> **Provided passage**:

━━━━━━━━━━━━━━━━

With the German emigrants, it was not so much of a "gamble" but more of a "sure thing." Their little communities were staid and prosperous and were located with careful foresight on the most fertile soil and within easy reach of a good waterway. Early travelers testified that the most promising of the pioneers were the Germans. People of other extractions were more venturesome no doubt, which may account for their beating the Germans in claiming Union Township lands. The coming of the German emigrants to this immediate region occurred a few years later than the first permanent white settlement.

Among those brave families from over the seas who pressed on to the "lands of the farther West" was one led by JACOB FREDERICK and CHRISTIANA STAHL. Although they arrived in this region about twenty years later than our earliest settlers, the story of their migration westward is typical of the hardships and perseverance that characterized such treks in the early days.

The STAHL’s came from Germany. They crossed the Atlantic in a sailing vessel, and landed in New York, from whence their land journey led forth, with only brief stops at Newark, Philadelphia, and Pittsburgh, until finally a longer pause in the migration occurred in Greenville, Pennsylvania, where the breadwinner of the family found work sufficient to provide food for the way. In other words, "He earned a living as he went." While at Greenville, Father STAHL found a farmer who had "bought a piece of land" somewhere in Sandusky County, Ohio, and in a covered wagon, so JACOB PETER STAHL, the family historian, relates, was about to "go and see it." The farmer graciously invited Father STAHL to go with him, taking the family along, of course. This opportunity was seized upon with gratitude.

"This covered wagon," the historian continues, "thus became, at once, the passenger coach, the baggage car, the Pullman, diner and all in one." A peculiar interest in this wagon became attached especially to Regina, one of the children, for it was she that fell from the vehicle and broke her arm--an extra worry and concern for her mother. In Ohio, Father STAHL bought forty acres of land near Hessville, cleared it, cultivated the soil, and planted fourteen bushels of seed-wheat and a vast amount of toil yielded a harvest of an even fourteen bushels. Such was the reward for all his labors. The boll weevil had taken the rest. Since crops failed, he could but keep on with his day labor away from home until he had earned enough to pay for his seed-wheat. Meanwhile, the family rations were reduced to plain cornbread.

━━━━━━━━━━━━━━━━

> **Questions on the material**:
1. Can you rewrite the Stahl family passage, starting with "Among those brave" and going on through "the early days.", so that "perseverance" is replaced with "endurance"?
2. In the Stahl family passage, how many acres of land did Father STAHL buy near Hessville?
3. How would you continue the Stahl family passage from its last sentence?
These lines come from a different source than the Stahl family passage.

(Collection entries)
━━━━━━━━━━━━━━━━

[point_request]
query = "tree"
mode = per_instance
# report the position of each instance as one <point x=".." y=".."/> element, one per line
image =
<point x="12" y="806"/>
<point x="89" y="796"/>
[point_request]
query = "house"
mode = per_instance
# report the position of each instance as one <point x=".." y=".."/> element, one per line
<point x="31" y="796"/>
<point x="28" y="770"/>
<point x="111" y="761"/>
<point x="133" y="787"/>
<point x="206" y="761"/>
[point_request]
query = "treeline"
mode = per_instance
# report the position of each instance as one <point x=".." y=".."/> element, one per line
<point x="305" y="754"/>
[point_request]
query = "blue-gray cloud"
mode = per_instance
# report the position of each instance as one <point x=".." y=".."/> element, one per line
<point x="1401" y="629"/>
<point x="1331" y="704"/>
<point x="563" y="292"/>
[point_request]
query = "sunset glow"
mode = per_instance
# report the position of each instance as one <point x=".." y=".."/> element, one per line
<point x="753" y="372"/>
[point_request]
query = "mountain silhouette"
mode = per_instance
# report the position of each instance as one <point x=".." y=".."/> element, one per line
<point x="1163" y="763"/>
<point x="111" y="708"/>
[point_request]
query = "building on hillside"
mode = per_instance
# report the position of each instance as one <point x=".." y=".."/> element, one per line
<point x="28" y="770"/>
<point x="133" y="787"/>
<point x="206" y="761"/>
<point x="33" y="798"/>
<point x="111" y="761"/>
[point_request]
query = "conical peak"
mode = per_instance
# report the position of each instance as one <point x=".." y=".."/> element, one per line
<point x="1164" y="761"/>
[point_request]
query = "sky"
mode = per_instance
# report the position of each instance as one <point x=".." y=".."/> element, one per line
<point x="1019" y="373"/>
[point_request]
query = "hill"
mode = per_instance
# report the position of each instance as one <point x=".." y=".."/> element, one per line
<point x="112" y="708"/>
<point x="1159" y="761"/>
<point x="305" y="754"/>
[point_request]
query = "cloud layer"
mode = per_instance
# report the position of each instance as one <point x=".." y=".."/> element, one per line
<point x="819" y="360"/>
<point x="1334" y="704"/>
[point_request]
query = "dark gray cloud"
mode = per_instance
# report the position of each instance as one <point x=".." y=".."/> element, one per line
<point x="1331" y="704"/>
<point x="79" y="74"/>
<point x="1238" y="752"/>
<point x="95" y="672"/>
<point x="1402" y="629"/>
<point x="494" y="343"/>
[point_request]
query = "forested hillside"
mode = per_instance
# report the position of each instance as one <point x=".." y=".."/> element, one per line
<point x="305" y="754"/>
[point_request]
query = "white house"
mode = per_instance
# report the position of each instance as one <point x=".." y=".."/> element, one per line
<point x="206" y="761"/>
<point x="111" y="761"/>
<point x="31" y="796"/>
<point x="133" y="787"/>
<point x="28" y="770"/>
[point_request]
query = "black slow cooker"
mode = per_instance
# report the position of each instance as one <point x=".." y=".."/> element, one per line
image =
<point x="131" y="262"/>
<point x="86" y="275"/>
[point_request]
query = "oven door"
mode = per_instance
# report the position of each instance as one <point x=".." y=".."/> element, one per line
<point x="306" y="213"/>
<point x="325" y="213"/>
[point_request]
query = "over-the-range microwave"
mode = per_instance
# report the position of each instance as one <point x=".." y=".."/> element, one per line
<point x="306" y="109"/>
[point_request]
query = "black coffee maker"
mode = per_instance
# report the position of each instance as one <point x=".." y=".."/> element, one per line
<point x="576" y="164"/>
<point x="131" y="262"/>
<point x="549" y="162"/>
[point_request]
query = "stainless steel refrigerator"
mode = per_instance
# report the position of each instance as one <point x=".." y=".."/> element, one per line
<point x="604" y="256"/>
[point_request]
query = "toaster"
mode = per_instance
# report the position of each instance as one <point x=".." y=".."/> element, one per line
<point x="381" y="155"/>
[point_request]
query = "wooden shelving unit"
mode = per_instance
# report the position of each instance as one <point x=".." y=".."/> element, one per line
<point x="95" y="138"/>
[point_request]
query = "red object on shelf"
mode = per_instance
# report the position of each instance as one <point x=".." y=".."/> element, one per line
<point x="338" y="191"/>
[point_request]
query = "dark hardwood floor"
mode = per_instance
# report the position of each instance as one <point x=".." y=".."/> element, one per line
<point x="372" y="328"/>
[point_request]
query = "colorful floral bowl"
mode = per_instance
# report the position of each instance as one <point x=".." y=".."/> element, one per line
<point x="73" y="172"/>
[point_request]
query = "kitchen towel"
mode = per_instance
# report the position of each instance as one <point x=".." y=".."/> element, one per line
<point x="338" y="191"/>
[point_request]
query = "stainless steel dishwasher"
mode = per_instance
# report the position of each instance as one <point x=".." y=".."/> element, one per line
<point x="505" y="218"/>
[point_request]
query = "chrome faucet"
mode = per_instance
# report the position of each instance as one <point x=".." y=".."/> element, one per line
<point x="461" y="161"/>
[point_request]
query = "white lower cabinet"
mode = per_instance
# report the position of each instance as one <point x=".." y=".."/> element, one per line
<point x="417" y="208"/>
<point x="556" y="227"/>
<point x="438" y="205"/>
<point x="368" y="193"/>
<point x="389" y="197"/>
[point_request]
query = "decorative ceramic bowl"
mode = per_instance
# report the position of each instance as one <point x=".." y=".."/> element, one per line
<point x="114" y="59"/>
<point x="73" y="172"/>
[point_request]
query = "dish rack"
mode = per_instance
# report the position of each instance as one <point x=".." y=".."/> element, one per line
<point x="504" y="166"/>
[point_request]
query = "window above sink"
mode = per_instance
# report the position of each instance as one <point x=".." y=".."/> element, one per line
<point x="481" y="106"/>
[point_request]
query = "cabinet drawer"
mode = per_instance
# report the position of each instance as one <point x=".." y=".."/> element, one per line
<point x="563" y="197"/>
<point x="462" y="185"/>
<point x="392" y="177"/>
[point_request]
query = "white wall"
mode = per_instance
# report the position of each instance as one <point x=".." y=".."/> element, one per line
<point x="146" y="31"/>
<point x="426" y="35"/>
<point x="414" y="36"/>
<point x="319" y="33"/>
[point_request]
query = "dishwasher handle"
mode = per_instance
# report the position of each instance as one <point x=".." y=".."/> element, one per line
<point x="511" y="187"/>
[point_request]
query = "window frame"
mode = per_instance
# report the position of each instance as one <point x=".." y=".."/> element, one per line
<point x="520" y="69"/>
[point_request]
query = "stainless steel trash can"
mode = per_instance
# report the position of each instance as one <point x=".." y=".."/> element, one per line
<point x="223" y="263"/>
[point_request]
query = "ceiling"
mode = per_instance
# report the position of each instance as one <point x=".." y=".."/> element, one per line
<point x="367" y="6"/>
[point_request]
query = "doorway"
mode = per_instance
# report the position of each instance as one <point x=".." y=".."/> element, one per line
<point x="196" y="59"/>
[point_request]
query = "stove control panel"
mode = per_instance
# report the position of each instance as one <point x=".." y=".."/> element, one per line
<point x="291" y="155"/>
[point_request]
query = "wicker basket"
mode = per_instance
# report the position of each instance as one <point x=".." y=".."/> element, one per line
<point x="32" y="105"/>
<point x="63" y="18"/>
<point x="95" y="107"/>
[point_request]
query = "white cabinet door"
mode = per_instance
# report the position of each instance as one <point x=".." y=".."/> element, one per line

━━━━━━━━━━━━━━━━

> **Expected responses**:
1.
Among those brave families from over the seas who pressed on to the "lands of the farther West" was one led by JACOB FREDERICK and CHRISTIANA STAHL. Although they arrived in this region about twenty years later than our earliest settlers, the story of their migration westward is typical of the hardships and endurance that characterized such treks in the early days.

2. Forty acres.

3.
Three years the STAHL family remained there, but with all the accompanying discouragements and the strain on the father's physical constitution, they seemed quite long enough. The farm was disposed of and the family pushed on into Indiana. They stopped at South Bend and at Plymouth, at that time a prosperous little village; then proceeded south on the Michigan Road to a point directly east of the community of "Germany," thence west about six miles to the point of destination.

"This long, tedious journey," says JACOB PETER STAHL, "was begun in the early month of March, and in consequence was attended with snow and ice and slush, altogether too disagreeable for a family of children in a covered wagon. The trip was without striking incident, except that brother Fred and sister Regina, being the oldest children, had to walk much of the way. Not infrequently, also, did they have to ask for a little bread for the _ babies,' and occasionally for themselves. One other thing: The spirit of hospitality along the way was so poor that often they had to ask at several places even to get privilege to camp for the night. They were often pointed to taverns miles distant ahead, though darkness had already set in. This so aroused Father, that he resolved never, should he ever have a home of his own, to turn aside the stranger from his door, a resolve he maintained to his dying day."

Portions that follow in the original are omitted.